* _Your instructions_: Update the records below by changing every "photo" to "image" and keeping everything else unchanged. Leave the pictures out of your answer.

* _Information given_:
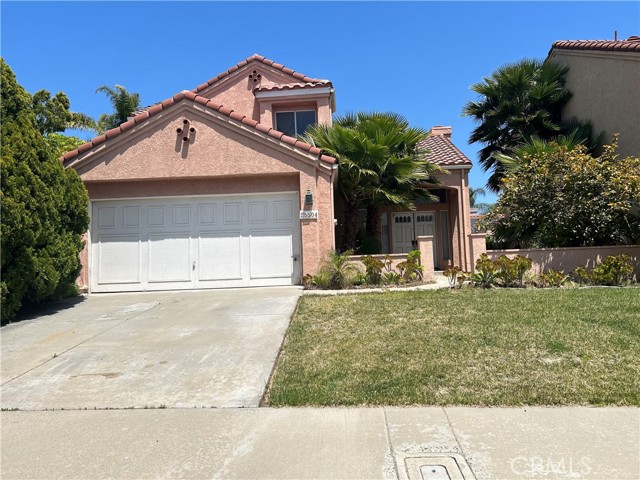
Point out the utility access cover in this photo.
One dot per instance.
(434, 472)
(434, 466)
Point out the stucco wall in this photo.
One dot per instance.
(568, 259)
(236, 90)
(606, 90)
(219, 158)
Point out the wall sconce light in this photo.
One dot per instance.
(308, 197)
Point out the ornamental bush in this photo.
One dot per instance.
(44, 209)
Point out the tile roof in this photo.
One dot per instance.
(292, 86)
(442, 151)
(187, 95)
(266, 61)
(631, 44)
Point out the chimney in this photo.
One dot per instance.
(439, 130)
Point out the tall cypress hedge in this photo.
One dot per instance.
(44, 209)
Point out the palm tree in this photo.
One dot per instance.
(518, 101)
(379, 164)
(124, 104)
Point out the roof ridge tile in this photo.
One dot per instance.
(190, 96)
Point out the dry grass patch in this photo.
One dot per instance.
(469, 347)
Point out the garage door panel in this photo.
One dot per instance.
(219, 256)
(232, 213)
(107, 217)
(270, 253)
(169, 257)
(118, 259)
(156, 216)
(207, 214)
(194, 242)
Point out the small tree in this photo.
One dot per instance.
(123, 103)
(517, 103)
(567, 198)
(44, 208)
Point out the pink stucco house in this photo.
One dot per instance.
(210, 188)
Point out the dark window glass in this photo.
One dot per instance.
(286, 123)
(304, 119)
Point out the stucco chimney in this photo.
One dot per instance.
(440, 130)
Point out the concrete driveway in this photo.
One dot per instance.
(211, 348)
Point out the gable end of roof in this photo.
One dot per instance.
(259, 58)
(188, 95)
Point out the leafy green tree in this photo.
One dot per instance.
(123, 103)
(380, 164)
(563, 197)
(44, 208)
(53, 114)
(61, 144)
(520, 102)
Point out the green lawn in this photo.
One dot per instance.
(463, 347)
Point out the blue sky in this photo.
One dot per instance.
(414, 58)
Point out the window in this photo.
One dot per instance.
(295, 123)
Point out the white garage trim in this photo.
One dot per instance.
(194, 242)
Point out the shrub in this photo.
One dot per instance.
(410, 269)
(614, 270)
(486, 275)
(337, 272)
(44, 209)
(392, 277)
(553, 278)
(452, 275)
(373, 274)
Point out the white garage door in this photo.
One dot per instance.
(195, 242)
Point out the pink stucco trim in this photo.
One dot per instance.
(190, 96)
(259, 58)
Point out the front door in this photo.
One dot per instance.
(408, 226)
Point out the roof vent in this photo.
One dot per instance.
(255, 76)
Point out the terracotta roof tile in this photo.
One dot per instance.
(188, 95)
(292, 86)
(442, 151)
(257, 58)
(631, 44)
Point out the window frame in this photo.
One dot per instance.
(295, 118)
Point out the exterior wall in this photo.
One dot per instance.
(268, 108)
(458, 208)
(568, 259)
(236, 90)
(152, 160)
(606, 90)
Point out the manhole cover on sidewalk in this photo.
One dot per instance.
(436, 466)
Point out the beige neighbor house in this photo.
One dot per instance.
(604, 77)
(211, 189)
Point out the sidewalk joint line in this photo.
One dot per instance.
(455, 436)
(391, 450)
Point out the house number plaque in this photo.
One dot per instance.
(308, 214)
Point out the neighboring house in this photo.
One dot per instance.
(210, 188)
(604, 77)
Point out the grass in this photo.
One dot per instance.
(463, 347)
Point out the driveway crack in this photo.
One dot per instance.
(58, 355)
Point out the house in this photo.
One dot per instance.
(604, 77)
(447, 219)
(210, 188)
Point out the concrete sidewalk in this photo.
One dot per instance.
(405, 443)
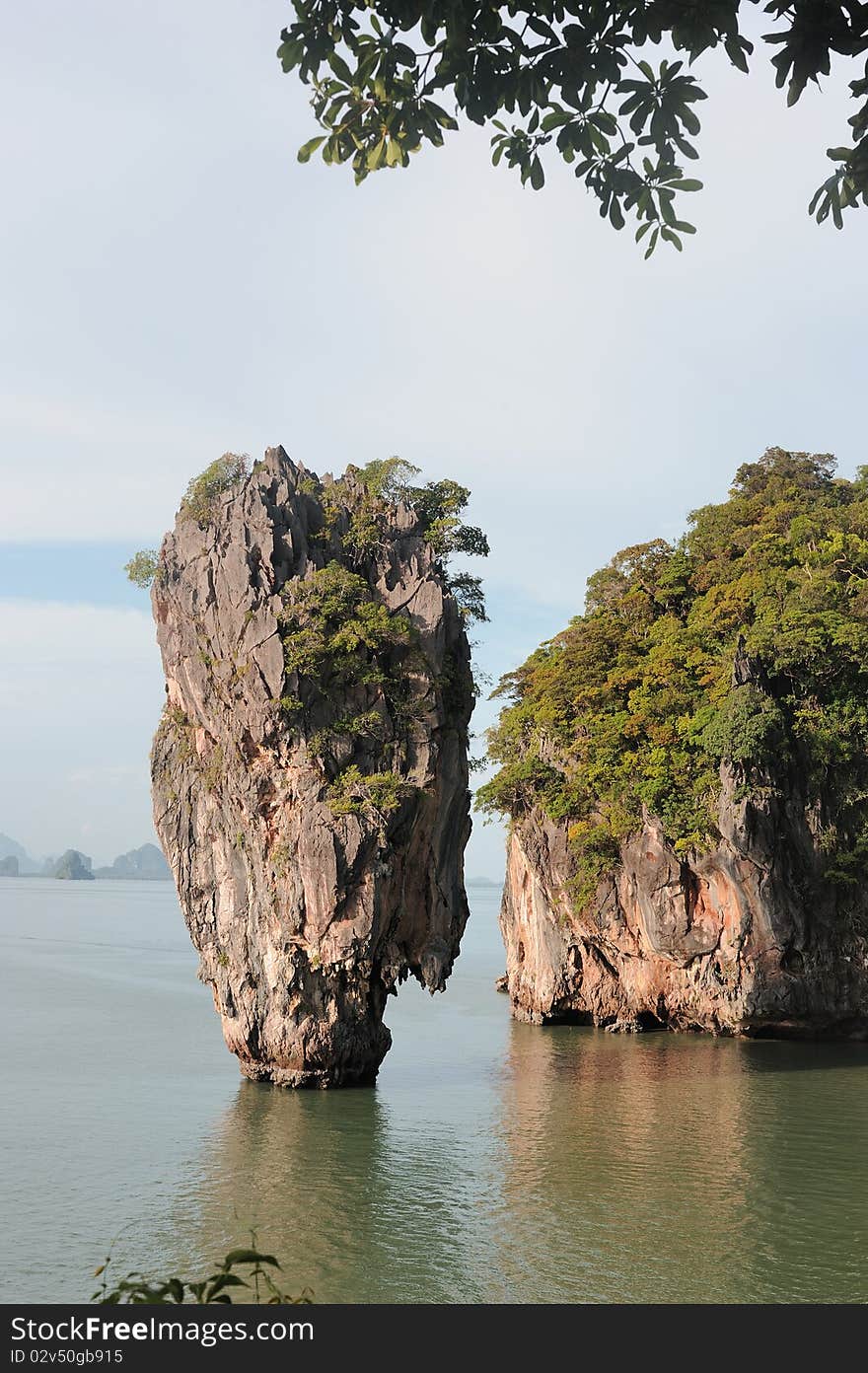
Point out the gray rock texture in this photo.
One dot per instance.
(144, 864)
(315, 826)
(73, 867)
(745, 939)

* _Problem solution_:
Point out the utility access cover in this image.
One dot per instance.
(434, 472)
(434, 466)
Point out the stucco wall in this image.
One dot per instance.
(568, 259)
(236, 90)
(606, 90)
(219, 158)
Point out the wall sconce light in this image.
One dot per instance.
(308, 197)
Point out the ornamental bush in this image.
One dot per instance.
(44, 209)
Point out the tile roof in this image.
One dot per instance.
(292, 86)
(442, 151)
(187, 95)
(266, 61)
(631, 44)
Point out the chimney in this image.
One dot per instance.
(439, 130)
Point out the tall cypress hedge in this image.
One dot per instance.
(44, 209)
Point out the palm tree in this image.
One dot per instance.
(518, 101)
(379, 164)
(124, 104)
Point out the roof ridge tile in this image.
One dot per instance.
(190, 96)
Point out the dry grass patch in this image.
One dot per instance.
(469, 347)
Point out the garage door panel in this image.
One dot per instance.
(219, 256)
(232, 213)
(107, 217)
(270, 253)
(169, 257)
(118, 259)
(156, 216)
(207, 214)
(194, 242)
Point out the small tree in this image.
One dot per instance.
(123, 103)
(517, 103)
(567, 198)
(44, 208)
Point out the pink stucco house in this image.
One dot per instance.
(210, 188)
Point out the dark window glass in this image.
One dot per instance.
(286, 123)
(304, 119)
Point out the stucco chimney in this image.
One dot per instance.
(440, 130)
Point out the concrete driveway in this image.
One dot per instance.
(211, 348)
Point out the gable end of roof in this image.
One dot per instance.
(259, 58)
(188, 95)
Point out the leafy green tree in this image.
One dot per instance.
(123, 103)
(380, 164)
(563, 197)
(44, 208)
(53, 114)
(61, 144)
(520, 102)
Point out the green lawn in this image.
One dot per instance.
(463, 347)
Point out the blue sky in this image.
One dot per instance.
(414, 58)
Point out the window in this image.
One dot per instance.
(295, 123)
Point out the white garage trim in this image.
One dot per instance.
(194, 242)
Point out the shrub in this image.
One dot per instance.
(410, 269)
(614, 270)
(486, 275)
(337, 272)
(44, 209)
(392, 277)
(553, 278)
(452, 275)
(373, 274)
Point out the white garage door in this image.
One dot per instance.
(195, 242)
Point out the pink stucco trim in this image.
One dot per instance.
(190, 96)
(259, 58)
Point out the front door in this image.
One dot per instance.
(408, 226)
Point out the roof vent in this image.
One dot per instance.
(255, 76)
Point out the terracotta roof tile in this image.
One dot per instance.
(188, 95)
(292, 86)
(442, 151)
(257, 58)
(631, 44)
Point out the window frame in this image.
One dot per instance.
(295, 118)
Point out the exterior wall in this image.
One dot per instance.
(268, 108)
(458, 208)
(568, 259)
(236, 90)
(152, 160)
(606, 90)
Point out the manhole cover on sidewalk in this image.
One dot per instance.
(436, 466)
Point out the beige neighbor house in this image.
One dot per instance.
(604, 77)
(211, 189)
Point out the sidewalk joint line in this image.
One dot per instance.
(455, 436)
(391, 450)
Point out the house number plaque in this image.
One dot per instance.
(308, 214)
Point out the neighboring house in this image.
One dot per instance.
(210, 188)
(604, 77)
Point out the grass in this image.
One dot per instance.
(463, 347)
Point out the driveway crack in this image.
One dot per instance.
(58, 355)
Point out the house in this image.
One dot per instance.
(604, 77)
(447, 219)
(210, 188)
Point out the concrete sidewalk in this image.
One dot per instance.
(405, 443)
Point out the gray rock texture in this image.
One dot per instance.
(144, 864)
(315, 826)
(73, 867)
(745, 939)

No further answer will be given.